[[ Supplied text open ]]

Starting a career in the Formula Super Vee

Born in March 1954 in Philadelphia, Robinson started his racing career relatively late, entering the American Formula Super Vee Championship in 1983. In his debut season, he scored five podiums to finish fourth in the points.

In 1984, Robinson was a race winner three times, finishing the Super Vee season as a vice-champion, behind Arie Luyendyk.

Switching to sports car racing with Jaguar

In 1985, Robinson concentrated on sports car racing, joining Group 44 team to drive a Jaguar XJR-5 in the IMSA GTP Championship. In the last race of the season, the team switched to a new version of Jaguar, the XJR-7. Sharing a car for most of the season with Bob Tullius, Robinson scored six podiums to finish fifth in the points.

In June 1985, Robinson made a debut at 24 Hours of Le Mans, sharing the #44 Jaguar XJR-5 with Bob Tullius and Claude Ballot-Lena. They finished 13th overall.

Chip Robinson, #44 Jaguar XJR-5

Chip Robinson started his sports car career in the #44 Jaguar XJR-5

CART Indy Car World Series Rookie of the Year in 1986

Robinson stayed for one more season in Group 44's Jaguar XJR-7, sharing a car again with Bob Tullius. He scored his maiden IMSA GTP victory in the last race of the season at Daytona International Speedway, finishing fifth in the championship points.

[[ Supplied text closed ]]
[[ Input data open ]]

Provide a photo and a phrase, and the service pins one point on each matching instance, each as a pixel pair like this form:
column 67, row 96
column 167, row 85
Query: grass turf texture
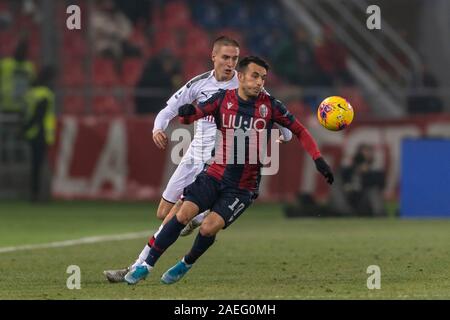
column 261, row 256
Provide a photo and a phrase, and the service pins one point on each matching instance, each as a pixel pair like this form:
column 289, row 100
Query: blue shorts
column 210, row 194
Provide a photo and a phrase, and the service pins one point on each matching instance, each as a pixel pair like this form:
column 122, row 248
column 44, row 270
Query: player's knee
column 183, row 217
column 163, row 209
column 211, row 227
column 161, row 213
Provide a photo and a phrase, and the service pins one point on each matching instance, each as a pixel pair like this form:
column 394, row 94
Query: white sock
column 144, row 253
column 184, row 261
column 149, row 267
column 159, row 230
column 200, row 217
column 142, row 256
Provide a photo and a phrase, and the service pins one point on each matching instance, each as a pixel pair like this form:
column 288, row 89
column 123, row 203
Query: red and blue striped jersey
column 252, row 120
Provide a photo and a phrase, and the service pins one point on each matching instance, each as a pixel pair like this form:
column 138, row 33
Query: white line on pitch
column 86, row 240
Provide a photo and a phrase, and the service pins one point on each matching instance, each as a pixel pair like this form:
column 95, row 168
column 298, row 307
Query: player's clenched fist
column 186, row 110
column 324, row 169
column 160, row 139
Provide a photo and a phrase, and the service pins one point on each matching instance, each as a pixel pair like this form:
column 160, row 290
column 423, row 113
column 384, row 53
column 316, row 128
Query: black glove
column 324, row 169
column 186, row 110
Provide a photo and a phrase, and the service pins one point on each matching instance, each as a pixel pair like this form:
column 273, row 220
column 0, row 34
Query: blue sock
column 201, row 244
column 168, row 235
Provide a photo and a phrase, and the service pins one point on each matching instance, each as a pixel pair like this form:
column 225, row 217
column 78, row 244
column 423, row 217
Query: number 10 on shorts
column 235, row 210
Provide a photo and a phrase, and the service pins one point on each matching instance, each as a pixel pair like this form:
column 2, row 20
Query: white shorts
column 191, row 165
column 183, row 176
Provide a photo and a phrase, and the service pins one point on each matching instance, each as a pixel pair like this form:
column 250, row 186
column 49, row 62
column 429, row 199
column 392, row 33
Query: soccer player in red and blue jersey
column 227, row 187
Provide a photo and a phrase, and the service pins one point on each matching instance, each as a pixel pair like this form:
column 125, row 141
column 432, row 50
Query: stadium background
column 116, row 73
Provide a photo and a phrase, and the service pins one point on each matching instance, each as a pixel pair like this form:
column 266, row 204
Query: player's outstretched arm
column 189, row 113
column 183, row 96
column 286, row 134
column 283, row 117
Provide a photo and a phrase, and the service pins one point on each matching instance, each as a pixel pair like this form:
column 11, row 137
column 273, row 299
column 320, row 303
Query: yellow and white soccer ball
column 335, row 113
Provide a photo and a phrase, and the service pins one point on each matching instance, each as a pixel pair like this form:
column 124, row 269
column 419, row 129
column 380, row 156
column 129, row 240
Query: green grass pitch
column 261, row 256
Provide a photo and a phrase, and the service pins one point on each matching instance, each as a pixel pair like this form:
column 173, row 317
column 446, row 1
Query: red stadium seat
column 73, row 75
column 131, row 71
column 74, row 44
column 106, row 105
column 194, row 67
column 104, row 73
column 74, row 105
column 177, row 16
column 8, row 40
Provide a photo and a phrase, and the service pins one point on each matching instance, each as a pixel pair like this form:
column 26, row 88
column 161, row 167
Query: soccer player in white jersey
column 225, row 55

[[ Input data closed ]]

About this task:
Write the next part of the text about Chip Robinson's racing career, picking up after its last sentence. The records were taken from a separate source.

Response to the task:
In 1986, Robinson also made CART Indy Car World Series debut, driving the #23 Lola-Cosworth for Dick Simon Racing in two races. He finished 14th at Meadowlands and seventh at Miami. Two races were enough to take the Rookie of the Year honor ahead four other rookies who made much more starts that season.

Chip Robinson, Derek Bell, 1987 Porsche 962

Chip Robinson's #14 Porsche 962 in 1987

IMSA GTP champion and Daytona 24h winner in 1987

Robinson returned to CART championship in 1987, driving the #44March-Cosworth for Machinists Union Racing in three events, finishing best in the sixth place at Long Beach.

However, racing with sports car prototypes stayed Robinson's main occupation in 1987 and he had the most successful season in a career, winning both the IMSA GTP Championship and Daytona 24 Hours race. He was driving Holbert Racing's #14 Porsche 962, sharing a car with Derek Bell, Al Unser Jr. and Al Holbert at Daytona. He and Holbert finished second at Sebring 12 Hours. Robinson was a race winner two more times that season, at Portland and San Antonio.

In June 1987, he returned to Le Mans, driving Porsche 962C for Joest Racing and not finishing the race.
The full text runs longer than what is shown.